_EXTRACTED ENTRIES_:
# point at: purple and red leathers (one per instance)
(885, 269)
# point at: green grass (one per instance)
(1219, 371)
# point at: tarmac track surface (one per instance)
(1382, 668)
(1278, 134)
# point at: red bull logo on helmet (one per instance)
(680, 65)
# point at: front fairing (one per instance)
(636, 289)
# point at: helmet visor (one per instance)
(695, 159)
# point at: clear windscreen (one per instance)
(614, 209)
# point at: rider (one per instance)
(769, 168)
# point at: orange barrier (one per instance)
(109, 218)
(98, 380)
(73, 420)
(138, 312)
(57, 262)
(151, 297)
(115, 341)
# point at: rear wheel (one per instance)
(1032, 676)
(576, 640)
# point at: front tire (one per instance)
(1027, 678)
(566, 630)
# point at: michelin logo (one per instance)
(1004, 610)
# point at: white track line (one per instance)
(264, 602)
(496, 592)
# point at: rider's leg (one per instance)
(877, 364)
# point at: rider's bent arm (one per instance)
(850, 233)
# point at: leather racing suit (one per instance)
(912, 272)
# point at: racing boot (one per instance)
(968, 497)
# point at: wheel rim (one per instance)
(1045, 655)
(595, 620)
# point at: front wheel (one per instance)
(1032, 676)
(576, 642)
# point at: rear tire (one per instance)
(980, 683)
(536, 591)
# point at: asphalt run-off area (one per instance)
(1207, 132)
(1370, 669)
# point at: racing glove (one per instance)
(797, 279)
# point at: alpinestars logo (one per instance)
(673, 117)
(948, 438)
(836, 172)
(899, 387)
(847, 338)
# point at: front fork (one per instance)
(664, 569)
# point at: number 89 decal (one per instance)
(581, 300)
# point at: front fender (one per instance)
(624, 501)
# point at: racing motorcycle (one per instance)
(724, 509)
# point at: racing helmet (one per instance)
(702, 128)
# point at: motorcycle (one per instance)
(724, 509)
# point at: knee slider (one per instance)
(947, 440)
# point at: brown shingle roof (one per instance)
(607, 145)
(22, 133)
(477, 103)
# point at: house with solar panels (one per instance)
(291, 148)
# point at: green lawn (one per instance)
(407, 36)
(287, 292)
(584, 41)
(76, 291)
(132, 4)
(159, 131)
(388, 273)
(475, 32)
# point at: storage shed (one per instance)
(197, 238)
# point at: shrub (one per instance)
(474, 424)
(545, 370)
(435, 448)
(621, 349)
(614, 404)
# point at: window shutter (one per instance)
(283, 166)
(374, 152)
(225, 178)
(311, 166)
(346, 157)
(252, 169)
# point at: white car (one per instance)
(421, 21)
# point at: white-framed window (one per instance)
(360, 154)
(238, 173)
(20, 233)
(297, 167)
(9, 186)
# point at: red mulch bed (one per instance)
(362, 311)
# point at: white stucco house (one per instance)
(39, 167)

_PROBLEM TO WORK ON_: Could you write out all of the entries again, substituting "one per occurrence" for "one per instance" wherever it occurs and leaving everything else unchanged?

_SOLUTION TO THIS EXERCISE_:
# point at: purple and red leathers (one per occurrence)
(885, 269)
# point at: green grass (one per occurrence)
(1219, 371)
# point at: tarmac track surface (one per occurrence)
(1382, 668)
(1278, 134)
# point at: red bull logo on helmet (one per occurrence)
(680, 65)
# point at: front fairing (one per occurrence)
(636, 289)
# point at: helmet visor (one per occurrence)
(695, 159)
# point at: clear windscreen (one per occurrence)
(614, 209)
# point at: rider (one per occurrence)
(769, 168)
# point at: orange barrier (one per occurrence)
(109, 218)
(98, 380)
(73, 420)
(138, 312)
(57, 262)
(151, 297)
(115, 341)
# point at: rear wheel (one per occurrence)
(1032, 676)
(576, 640)
# point at: front tire (one per occurrence)
(1027, 678)
(566, 630)
# point at: michelin logo (one per occurrence)
(1004, 610)
# point at: white track line (one per occurrence)
(264, 602)
(496, 592)
# point at: rider's leg (one per occurrence)
(877, 364)
# point at: rider's bent arm (one per occurrence)
(850, 233)
# point at: leather racing suit (one per occurrence)
(912, 272)
# point at: racing boot (one per occurrence)
(968, 497)
# point at: wheel rim (one per occurrence)
(1045, 655)
(595, 620)
# point at: front wheel (one per occurrence)
(1032, 676)
(576, 642)
# point at: rear tire (one per occurrence)
(980, 683)
(536, 591)
# point at: asphalt run-off area (one per occurrence)
(1207, 132)
(1370, 669)
# point at: racing glove (one per occurrence)
(797, 279)
# point at: alpinestars logo (one per occurrence)
(673, 117)
(948, 438)
(836, 172)
(899, 387)
(847, 338)
# point at: front fork (one per occurrence)
(664, 569)
# point at: number 89 decal (one per occurrence)
(581, 300)
# point at: front fender (one per occurrence)
(624, 501)
# point at: racing motorcycle (one per occurrence)
(724, 509)
# point at: racing helmet (one per occurrence)
(702, 128)
# point at: motorcycle (one per occurrence)
(724, 509)
# point at: knee slider (one per occurrence)
(947, 440)
# point at: brown shingle roof (one per occurrence)
(607, 145)
(22, 133)
(477, 103)
# point at: house with solar panels (one per occurrence)
(291, 148)
# point at: green lawn (one per occurrence)
(407, 36)
(287, 292)
(584, 41)
(76, 291)
(132, 4)
(159, 131)
(388, 273)
(475, 32)
# point at: storage shed (one per occurrence)
(197, 238)
# point at: shrub (one per occurrence)
(474, 424)
(545, 370)
(435, 448)
(621, 349)
(614, 404)
# point at: window shutter (one per occurrence)
(283, 166)
(374, 152)
(225, 178)
(311, 166)
(346, 157)
(252, 169)
# point at: white car (one per occurrence)
(421, 21)
# point at: white-framed window (one per occurrence)
(360, 154)
(238, 173)
(20, 233)
(297, 167)
(9, 186)
# point at: red mulch bed (one per occurrence)
(362, 311)
# point at: white stucco house (one per occurrence)
(39, 167)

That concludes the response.